Aber für wen ist es eigentlich kaum auszuhalten, dass marginalisierte Personen und Gruppen sich auch einmal in «geschützten» Räumen austauschen wollen? Vielleicht merken wir ja bloss nicht, dass auch wir uns die meiste Zeit schon in solchen Schutz­zonen bewegen? Wenn wir zum Beispiel von der eigenen Hautfarbe absehen können, weil wir weiss sind; wenn wir hetero sind und deshalb keine Sorge vor Gewalt und Beleidigung beim Händchen­halten in der Öffentlichkeit haben müssen?

Wer hat Grund, sich von der Forderung angegriffen zu fühlen, über die eigene soziale Position samt deren Deutungs- und Handlungs­mächtigkeit nachzudenken? Für wen ist das zu viel, und wer darf das entscheiden?

Weshalb Streit gut ist – und sich das Zuhören lohnt

Die grosse abwehrende Geste produziert mehrere Probleme: Indem sie Identitäts­politik als Rückschritt hinter schon erreichte Errungenschaften der Gleichheit und als Hemmnis auf dem Weg ihrer Vollendung diffamiert, verkennt oder ignoriert sie die Spannung zwischen dem Programm der Moderne und ihrer Praxis. Die Kritik verfälscht identitäts­politische Anliegen und missdeutet ihre Funktion.

Einträge des Datensatzes
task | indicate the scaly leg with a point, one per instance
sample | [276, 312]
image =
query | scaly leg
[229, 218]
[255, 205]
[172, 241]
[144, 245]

**Aufgabe:** Gib an, welche Spannung die «grosse abwehrende Geste» laut dem Textauszug zur Identitätspolitik verkennt oder ignoriert.

**Lösung:** Die Spannung zwischen dem Programm der Moderne und ihrer Praxis.